### TEKSTFRAGMENT
>>

Het is een God die niet het minste teken vertoont van macht, laat
staan van almacht. Oneindig vaak voorbij gelopen, schuw geworden
en helemaal afhankelijk van mensen. En zijn weerloosheid is zo groot,
dat mensen erdoor bewogen worden. Want ze beginnen brood te strooien
en zetten kommetjes wijn. Brood en wijn, zijn dat niet de tekenen
van goddelijke gegevenheid. En in die sfeer van vertrouwen, wordt
God genaakbaar.
Zo gebeurt het inderdaad, denk ik. Wanneer mensen zorg tonen voor
het onooglijke, het vergetene, het achtergelatene, dan komt God
dichterbij. Misschien wel even onopgemerkt als een klein vogeltje.

<<

### MATERIAAL
>>

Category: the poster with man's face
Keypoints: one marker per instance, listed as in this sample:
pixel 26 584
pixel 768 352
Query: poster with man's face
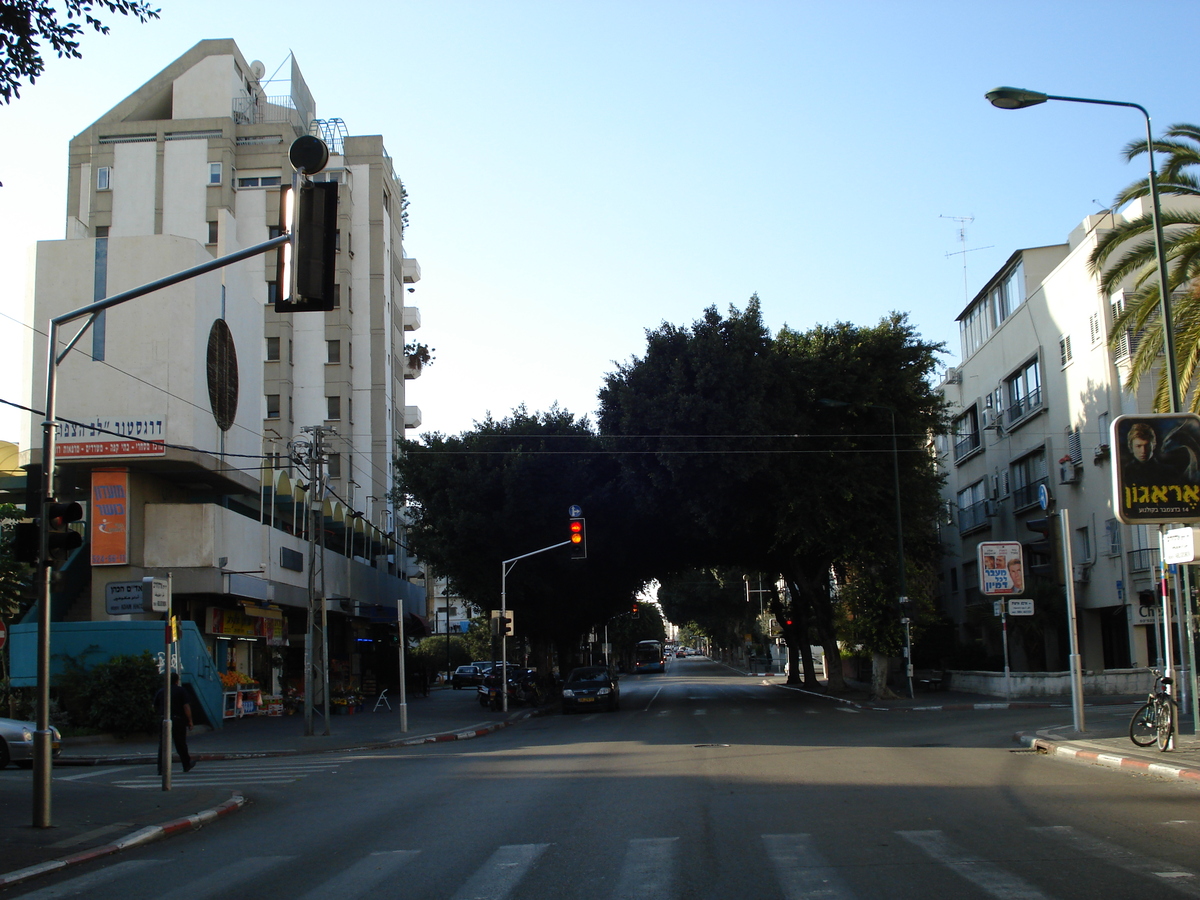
pixel 1156 468
pixel 1001 568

<<

### GESTELDE OPDRACHT
Schrijf de tekst over de weerloze God verder, aansluitend op de laatste zin. Het materiaal speelt hierbij geen enkele rol.

### GESCHREVEN ANTWOORD
En Hij laat een glimp van zijn gelaat achter, overal waar mensen
met mensen begaan zijn. Overal waar ze leven trachten door te geven
aan elkaar. En af en toe, in een flits, zullen ze Hem misschien
herkennen.
Maar altijd zal het om die ruimte gaan, waarin wij ieder verweer
opzij zetten en met niets dan vertrouwen afstemmen op het andere,
de ander, het goddelijke. Zo klein moeten we zelf durven worden,
om plaats daarvoor te maken.
Gezegend het licht van zijn eenvoud
Gezegend zijn tastend
verschijnen
Laten we het zingen.
Lied: "Telkens geboren",
nr. 273
Offerande lied:
"Oergebaar", nr. 142
Tafelgebed: "Liever
een kind", nr.170
Onze Vader
Communielied: "Uit
uw hemel zonder grenzen", nr. 367
Slotbezinning: "Van
ver gekomen"
Wens:
Vrede zij u
en dagen van zegen.
Licht in het donker.
Een lied dat blijft klinken.
Een plek waar het goed is.
Iets om voor te leven.
Een vurige wens.
En soms op je weg
een engel van een mens.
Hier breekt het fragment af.